Task prompt:
Skip the images and return the records below exactly.
** begin Input rows **
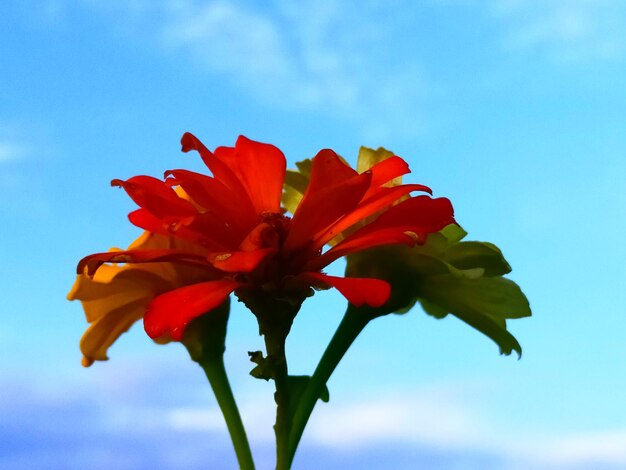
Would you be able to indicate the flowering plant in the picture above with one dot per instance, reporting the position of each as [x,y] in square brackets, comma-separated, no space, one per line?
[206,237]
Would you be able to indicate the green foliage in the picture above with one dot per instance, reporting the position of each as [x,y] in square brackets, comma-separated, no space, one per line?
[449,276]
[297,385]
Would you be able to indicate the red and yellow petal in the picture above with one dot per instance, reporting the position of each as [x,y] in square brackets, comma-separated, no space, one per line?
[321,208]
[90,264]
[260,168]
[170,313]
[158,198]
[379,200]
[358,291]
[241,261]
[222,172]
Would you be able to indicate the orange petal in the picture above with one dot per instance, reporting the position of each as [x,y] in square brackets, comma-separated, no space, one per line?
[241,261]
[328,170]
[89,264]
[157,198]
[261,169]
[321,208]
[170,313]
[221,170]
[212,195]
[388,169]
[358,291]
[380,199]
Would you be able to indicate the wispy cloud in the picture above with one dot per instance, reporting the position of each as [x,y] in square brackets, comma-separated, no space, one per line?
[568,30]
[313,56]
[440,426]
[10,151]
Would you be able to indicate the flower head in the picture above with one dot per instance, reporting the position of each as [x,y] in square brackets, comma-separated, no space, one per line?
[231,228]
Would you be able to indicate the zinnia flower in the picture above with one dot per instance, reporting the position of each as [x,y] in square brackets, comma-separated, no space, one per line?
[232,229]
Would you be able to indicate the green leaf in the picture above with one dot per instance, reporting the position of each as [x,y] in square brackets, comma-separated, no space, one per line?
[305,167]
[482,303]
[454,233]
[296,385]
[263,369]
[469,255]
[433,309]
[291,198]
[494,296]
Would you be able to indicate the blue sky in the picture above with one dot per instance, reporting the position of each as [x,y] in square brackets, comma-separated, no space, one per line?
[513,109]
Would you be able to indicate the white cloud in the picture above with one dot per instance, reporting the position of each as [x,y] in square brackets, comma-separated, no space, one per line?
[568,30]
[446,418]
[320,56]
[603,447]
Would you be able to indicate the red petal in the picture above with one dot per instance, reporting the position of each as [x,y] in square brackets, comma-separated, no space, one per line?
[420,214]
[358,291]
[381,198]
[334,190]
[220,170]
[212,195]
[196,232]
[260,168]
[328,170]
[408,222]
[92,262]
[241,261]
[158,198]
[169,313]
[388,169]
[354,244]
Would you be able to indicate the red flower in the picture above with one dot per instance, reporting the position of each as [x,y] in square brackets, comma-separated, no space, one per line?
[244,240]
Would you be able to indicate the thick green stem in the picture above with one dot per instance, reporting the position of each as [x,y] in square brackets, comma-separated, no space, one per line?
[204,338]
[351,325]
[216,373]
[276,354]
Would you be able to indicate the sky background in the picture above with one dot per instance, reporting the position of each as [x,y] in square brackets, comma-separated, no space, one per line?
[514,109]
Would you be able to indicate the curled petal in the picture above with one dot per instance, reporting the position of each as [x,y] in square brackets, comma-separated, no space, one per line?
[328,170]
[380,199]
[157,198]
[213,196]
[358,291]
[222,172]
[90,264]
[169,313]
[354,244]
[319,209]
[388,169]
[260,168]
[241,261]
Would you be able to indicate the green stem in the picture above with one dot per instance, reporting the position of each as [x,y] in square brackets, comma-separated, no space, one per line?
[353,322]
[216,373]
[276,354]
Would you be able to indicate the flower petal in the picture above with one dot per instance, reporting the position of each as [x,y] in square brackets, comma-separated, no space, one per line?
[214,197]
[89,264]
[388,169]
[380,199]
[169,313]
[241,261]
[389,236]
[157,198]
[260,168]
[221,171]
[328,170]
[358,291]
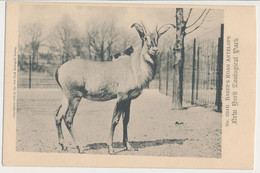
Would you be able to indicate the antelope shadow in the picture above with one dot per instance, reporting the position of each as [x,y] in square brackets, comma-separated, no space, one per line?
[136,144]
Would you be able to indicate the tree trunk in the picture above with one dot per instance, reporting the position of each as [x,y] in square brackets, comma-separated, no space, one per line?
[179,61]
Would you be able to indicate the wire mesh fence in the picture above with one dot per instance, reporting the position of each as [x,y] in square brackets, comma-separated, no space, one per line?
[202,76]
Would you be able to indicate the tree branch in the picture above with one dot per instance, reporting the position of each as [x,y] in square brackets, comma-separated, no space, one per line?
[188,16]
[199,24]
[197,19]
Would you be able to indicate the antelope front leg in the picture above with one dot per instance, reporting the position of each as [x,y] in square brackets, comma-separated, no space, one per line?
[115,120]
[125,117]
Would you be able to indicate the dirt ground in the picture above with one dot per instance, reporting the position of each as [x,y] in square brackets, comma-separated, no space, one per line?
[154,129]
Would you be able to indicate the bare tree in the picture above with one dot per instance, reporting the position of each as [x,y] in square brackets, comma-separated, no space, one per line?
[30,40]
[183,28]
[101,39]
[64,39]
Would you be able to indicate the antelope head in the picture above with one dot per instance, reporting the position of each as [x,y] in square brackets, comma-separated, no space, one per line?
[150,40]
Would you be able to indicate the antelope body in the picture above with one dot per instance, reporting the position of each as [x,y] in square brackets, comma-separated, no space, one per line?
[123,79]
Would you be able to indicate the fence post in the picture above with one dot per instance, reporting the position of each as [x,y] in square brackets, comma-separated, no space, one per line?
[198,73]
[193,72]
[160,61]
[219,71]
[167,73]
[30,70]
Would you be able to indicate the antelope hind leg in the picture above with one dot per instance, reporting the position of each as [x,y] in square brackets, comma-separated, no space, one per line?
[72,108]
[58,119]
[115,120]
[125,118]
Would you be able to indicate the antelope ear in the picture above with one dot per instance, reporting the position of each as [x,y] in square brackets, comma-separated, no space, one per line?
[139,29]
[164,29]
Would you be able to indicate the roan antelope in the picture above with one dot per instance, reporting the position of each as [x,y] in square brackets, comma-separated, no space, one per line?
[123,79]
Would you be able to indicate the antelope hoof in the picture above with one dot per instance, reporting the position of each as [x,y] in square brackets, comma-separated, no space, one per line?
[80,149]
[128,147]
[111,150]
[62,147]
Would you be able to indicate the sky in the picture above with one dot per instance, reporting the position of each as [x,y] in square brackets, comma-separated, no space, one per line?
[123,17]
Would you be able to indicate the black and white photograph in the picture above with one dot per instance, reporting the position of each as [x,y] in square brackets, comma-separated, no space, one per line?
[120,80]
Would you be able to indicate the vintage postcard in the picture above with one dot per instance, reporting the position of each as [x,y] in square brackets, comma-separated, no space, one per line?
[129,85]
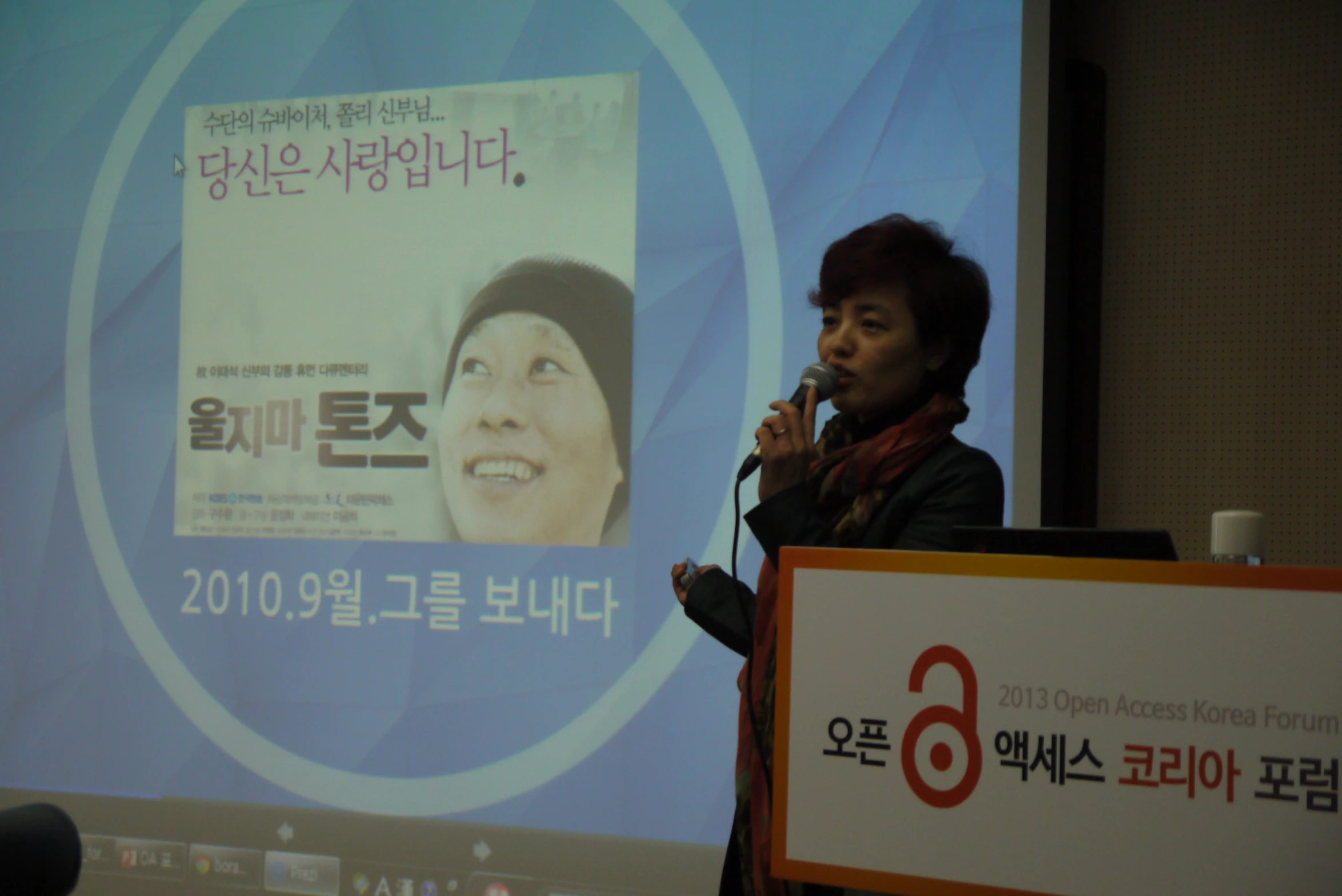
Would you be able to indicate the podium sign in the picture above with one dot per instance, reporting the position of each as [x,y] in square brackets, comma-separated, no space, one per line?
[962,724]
** end Input rows **
The answer:
Would you be able to indicate the flowering plant in the picture above with one dot per instance, reporting the position of each as [x,y] in square brackets, comma-separated, no space, one per line?
[206,237]
Would you be able to indicate the green foliage in the picture above with one dot per instance, reporting the position of each as [x,y] in square brackets, comma-separated, no space, one per line?
[449,276]
[297,385]
Would you be able to indicate the red and yellow petal in the picture above with one dot per instance, reporting the position of each as [x,y] in square brackets, comma-separated, no space, one per line?
[321,208]
[90,264]
[260,168]
[170,313]
[158,198]
[379,200]
[358,291]
[241,261]
[222,172]
Would you be able to indicate the orange petal in the picture above with one dot per instance, reporting the position of each as [x,y] in square brackets, comma-separated, no space, one per line?
[241,261]
[328,170]
[89,264]
[157,198]
[261,169]
[321,208]
[170,313]
[221,170]
[212,195]
[388,169]
[358,291]
[380,199]
Would you be able to indicate the wispy cloud in the picture above with one dot per instance, reporting the position of each as [x,y] in square brackets, comma-separated, no space, one per line?
[568,30]
[313,56]
[440,426]
[10,151]
Would you be able to indicate the flower head in the picture above with one dot per instance, reporting the position of each as [x,y] in square brackets, comma-separated, no space, one per line?
[231,228]
Would you be able to indicate the zinnia flower in the picture above with one dot per instance, reporting the position of each as [x,y] in square brackets, comma-separated, no space, one per line?
[232,229]
Would you be able to indicate the green leaf in the picture above with one dot per instance, reporting the position of each as [x,y] in square brackets, comma-separated, no space, one per line?
[305,167]
[482,303]
[454,233]
[296,385]
[263,369]
[469,255]
[433,309]
[291,198]
[494,296]
Would you be able to indicate the blue sky in the picture above with one dot per instance, reporting the position of each as [x,y] in square brackets, comma-separated, no space, one per line?
[513,109]
Would you be able to indicate the white cloud in the picture above with one dot per instance, reporting the position of each as [x,y] in square brackets, comma-separated, no space, one per line?
[568,30]
[446,418]
[320,56]
[603,447]
Would you be able to indicate the red petal in the picture above with one dot per instance, reporting the position of each as [x,y] in square brackets, comma-separated, no space, one per line?
[420,214]
[358,291]
[381,198]
[334,190]
[220,170]
[212,195]
[196,232]
[260,168]
[328,170]
[408,222]
[92,262]
[241,261]
[158,198]
[169,313]
[388,169]
[354,244]
Would you be able to indicate the red flower in the picture above with one dot per instance, reporting the position of each as [x,y] in square brackets, comma-separated, no space, one per line?
[244,240]
Would you be able to indicate the thick green stem in the picture above with one dot per instance, reporting the position of each as [x,y] in square brackets, comma-separated, no space, one per line?
[204,338]
[351,325]
[216,373]
[276,354]
Would you be able to indicate the sky background in the picture above with one dot per instance, reporting the position of each as [x,y] in square brackets, comma-separated, no space, one per line?
[514,109]
Would you be able to indicate the curled petal in the picture above with one dot per instance, reporting the position of each as [x,y] in square brackets, comma-separated, no space, one per line?
[328,170]
[380,199]
[157,198]
[213,196]
[358,291]
[222,172]
[90,264]
[169,313]
[354,244]
[319,209]
[388,169]
[260,168]
[241,261]
Would you be able to indicate the green stem in the picture above with one dot per instance, reporting the position of each as [x,y] in square brackets, comma-separated, no space, one per line?
[353,322]
[216,373]
[276,354]
Would you be able to indicate the flower petal in the picture above with one dot per instance, reporting the position of each as [x,y] in square brackets, comma-separated, no space, one per line?
[214,197]
[89,264]
[388,169]
[380,199]
[169,313]
[241,261]
[389,236]
[157,198]
[260,168]
[221,171]
[328,170]
[358,291]
Would you be able to indicate the antelope shadow in the picture above with one dot per instance, reporting the position of each as [x,y] in square brackets, comma-separated, no space, one per line?
[136,144]
Would you be able to indicate the tree trunk in the picture above with one dot per instance, reporting the position of each as [x,y] in square brackets, comma-separated, no space, one per line?
[179,61]
Would you be able to indicate the wire mesh fence in the picture above with one dot per instance, reporting the position of each as [x,y] in square brackets, comma-separated, no space, one per line?
[202,76]
Would you be able to indicate the tree branch in the picture above with one dot per instance, reporting the position of each as [x,y] in square brackets, comma-separated, no space, one per line?
[188,16]
[199,24]
[197,19]
Would you be able to indicate the antelope front leg in the picture above with one dot per instance, reporting the position of each as [x,y] in square brackets, comma-separated, no space, one per line?
[115,120]
[125,117]
Would you be able to indicate the dirt ground in the picture above with one dot per instance, reporting the position of each as [x,y] in square brackets, comma-separated, no space, one per line?
[154,129]
Would you be able to indicate the bare tree in the picture above with one dot per instance, reporting the position of each as [x,y] in square brackets, comma-separated, no space, one per line?
[30,40]
[183,28]
[101,39]
[64,39]
Would you be able to indicate the antelope head in the picture above with one dot per instance, reporting the position of each as [x,y] in square brackets, comma-separated, no space, one per line?
[150,40]
Would you be able to indicate the antelope body in the picture above with one dot per instance, reporting the position of each as [x,y] in square brackets, comma-separated, no space, one per line?
[123,79]
Would you be able to indicate the fence post in the picture above with one dot per instance, reporting the position of each as [x,y] in square brackets, comma-separated, no space, one per line?
[198,73]
[193,72]
[160,61]
[219,71]
[167,73]
[30,70]
Would you be able to indicate the antelope hind leg in the picture above with one dot per instance, reporting the position of each as [x,y] in square brackets, comma-separated, no space, one per line?
[72,108]
[58,119]
[115,120]
[125,118]
Would you be able to indicate the antelope ear in the picture above with one dot per instance, reporting the position of each as [x,y] in square brackets, comma-separated, no space, one per line?
[139,29]
[164,29]
Would you be able to indicate the roan antelope in the picture above with one dot per instance, reporting the position of each as [x,y] in square brackets, comma-separated, no space, one per line?
[123,79]
Would you be able to indicate the antelope hoof in the picture above with one dot per instance, reporting the position of each as [x,y] in square brackets, comma-separated, no space, one per line?
[80,149]
[128,147]
[111,150]
[62,147]
Would you be able to indicate the sky in the picture above with one dot per instance, reporting the position of each as [x,y] in square brackets, comma-separated, no space, one per line?
[123,17]
Would you be able to indicate the black and white photograph in the picture above with one dot per instance, reporting the position of each as [x,y] in square brackets, comma-separated, no space, one per line?
[120,80]
Would you be able to indicate the vintage postcard in the picture above with one dot per instance, reporting the position of each as [x,y] in square brackets, comma-separated, no space, one per line?
[129,85]
Would you be able to indicate the podium sign in the picture above with one dot per instance, reporting the position of each as [x,y] in square brackets, comma-separated, no space, one per line?
[962,724]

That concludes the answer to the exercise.